▸ **Directions for this task**:
Reproduce every line of the following data word for word, with nothing changed.

[Object pointing data rows]
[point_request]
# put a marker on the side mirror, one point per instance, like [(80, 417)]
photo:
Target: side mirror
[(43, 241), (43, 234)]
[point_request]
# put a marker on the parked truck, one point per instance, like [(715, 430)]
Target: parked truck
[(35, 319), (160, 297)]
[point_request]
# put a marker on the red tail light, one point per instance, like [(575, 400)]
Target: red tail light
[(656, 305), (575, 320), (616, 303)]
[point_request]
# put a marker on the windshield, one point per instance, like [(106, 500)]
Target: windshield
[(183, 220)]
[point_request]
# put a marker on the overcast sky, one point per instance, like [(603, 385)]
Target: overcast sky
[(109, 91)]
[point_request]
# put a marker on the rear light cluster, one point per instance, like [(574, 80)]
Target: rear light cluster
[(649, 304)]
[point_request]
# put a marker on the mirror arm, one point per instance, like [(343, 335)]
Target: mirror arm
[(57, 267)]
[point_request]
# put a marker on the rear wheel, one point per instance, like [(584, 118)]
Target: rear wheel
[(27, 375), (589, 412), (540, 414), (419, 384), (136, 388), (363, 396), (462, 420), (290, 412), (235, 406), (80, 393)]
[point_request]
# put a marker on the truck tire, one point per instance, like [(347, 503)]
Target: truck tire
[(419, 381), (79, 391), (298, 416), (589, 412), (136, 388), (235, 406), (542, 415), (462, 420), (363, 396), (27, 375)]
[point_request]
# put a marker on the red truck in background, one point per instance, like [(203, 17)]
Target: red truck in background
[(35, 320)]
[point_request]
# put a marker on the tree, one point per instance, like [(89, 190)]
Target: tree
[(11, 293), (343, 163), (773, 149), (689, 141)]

▸ **Response to this exercise**:
[point_request]
# put a marker on the side mirror, one point per instance, like [(80, 417)]
photo:
Target: side mirror
[(43, 241), (43, 234)]
[point_request]
# put a marker on the parked truck, one point per instance, like [(715, 430)]
Target: parked truck
[(35, 319), (160, 297)]
[point_request]
# put a marker on the red tail light, one point per instance, like [(575, 400)]
Target: red tail light
[(656, 305), (575, 320), (616, 303)]
[point_request]
# put a marker on the windshield, one point per instance, like [(106, 500)]
Target: windshield
[(183, 220)]
[point_request]
# put a marker on the overcast sky, one point per instance, like [(603, 385)]
Target: overcast sky
[(109, 91)]
[point_request]
# put a marker on the rear light cluster, one point per instance, like [(574, 80)]
Target: rear light cluster
[(649, 304)]
[point_request]
# put a marker on the mirror arm, one point per instance, like [(343, 335)]
Target: mirror arm
[(57, 267)]
[point_request]
# put a marker on the rear wheel, one point per instance, like [(584, 118)]
Target: rear wheel
[(27, 375), (589, 412), (540, 414), (419, 384), (136, 388), (363, 396), (462, 420), (290, 412), (235, 406), (80, 393)]
[point_request]
# put a marker on the truck tire, one point per instance, like [(347, 503)]
Target: truck tire
[(419, 381), (79, 391), (298, 416), (589, 412), (136, 388), (235, 406), (542, 415), (462, 420), (363, 396), (27, 375)]
[point_request]
# put a marker on the red truck in background, one point per instance, like [(203, 17)]
Target: red truck in background
[(35, 320)]
[point_request]
# put a marker on the tree, one point per instance, like [(89, 190)]
Target: tree
[(11, 293), (343, 163), (773, 149), (689, 141)]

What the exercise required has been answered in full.